- _AIM A_
According to the forum thread about blocked API requests, how many requests per day does the YouTube API apparently allow?
- _AIM B_
Continue the forum thread about blocked API requests, starting right after its final sentence.

- _EXCERPT PROVIDED_
In my case for example I had a Google Cloud VM running with a fixed external IP, and every "x" days of requests (around 2000 requests per day, for 3 or 4 days) it got banned. Then i would switch the IP of the server and it was good to go for another 4 days, and then it was blocked and had to come back to the original IP and so forth.

This is not the case with our local IPs as usually the ISP gives you a dynamic IP or hides it behind a double NAT, so maybe thats the reason you can't replicate the error.

What I did to fix it was to setup a Google Cloud VM whitout external IP, and make a Google Cloud NAT to manage that VM connection to internet, so now the requests go out with several different IPS, managed by Google. So far, it has worked ok.

So my recommendation would be to try to avoid static IP's and that kind of stuff. Dont know if that's your case but hope it helps!

jdepoix commented 4 years ago

@joacosaralegui thanks for the insights!

jamirian071498 commented 4 years ago

I do not believe my issue has to do with the YouTube API rate limits. The rate limit is apparently 10000 requests per day and I am using somewhere around 5 requests per hour.

One thing I have noticed is that the API works consistently when I call it locally, but not when I call it from an AWS lambda. If possible any help would be greatly appreciated!

- _DATASET SECTION_
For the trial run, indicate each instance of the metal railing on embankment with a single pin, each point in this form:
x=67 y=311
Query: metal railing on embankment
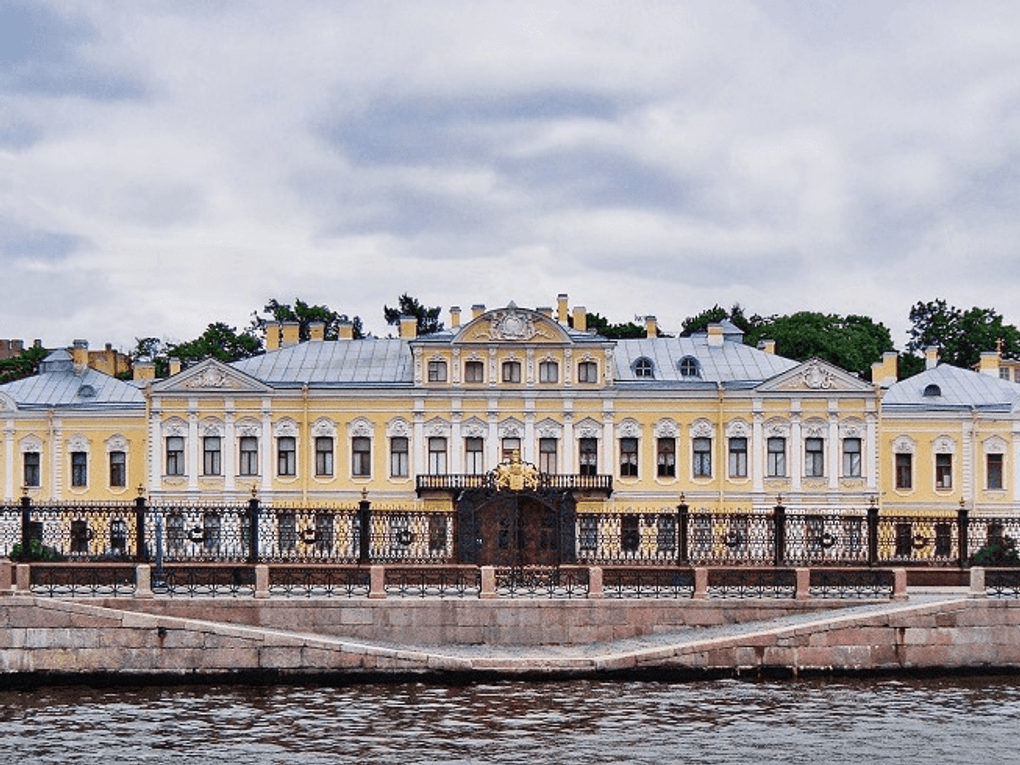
x=253 y=532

- _RESPONSE A_
10000 requests per day.

- _RESPONSE B_
jdepoix commented 4 years ago

So if you're only having this issue when using AWS, I could imagine that AWS is using an IP address for those requests which is also used by others. Therefore your rate limit is shared between multiple users. However, this could be difficult to verify, or work around. Is there a way to have lambdas use a dedicated IP for external calls? 🤔

jdepoix commented 4 years ago

@jamirian071498 I will close this now as I don't think there's a problem at hand which can be solved by this module, but feel free to share your learnings if you find out more about this problem.

HappyNinja2 commented 2 years ago

@jdepoix is it possible to get a youtube api key and use it in the library to avoid rate limits? If not, which part of the code should be modified to support it?

jdepoix commented 2 years ago

@HappyNinja2 this is not possible, as this module does not use the official YouTube API. It simply calls the endpoints which are used by the YouTube frontend.

mgoldenbe commented 1 year ago

@jdepoix @HappyNinja2 I believe YouTube API does not let one obtain captions of videos one does not own. I wonder whether there is a way to get that privilege...

mgoldenbe commented 1 year ago

@HappyNinja2 this is not possible, as this module does not use the official YouTube API. It simply calls the endpoints which are used by the YouTube frontend.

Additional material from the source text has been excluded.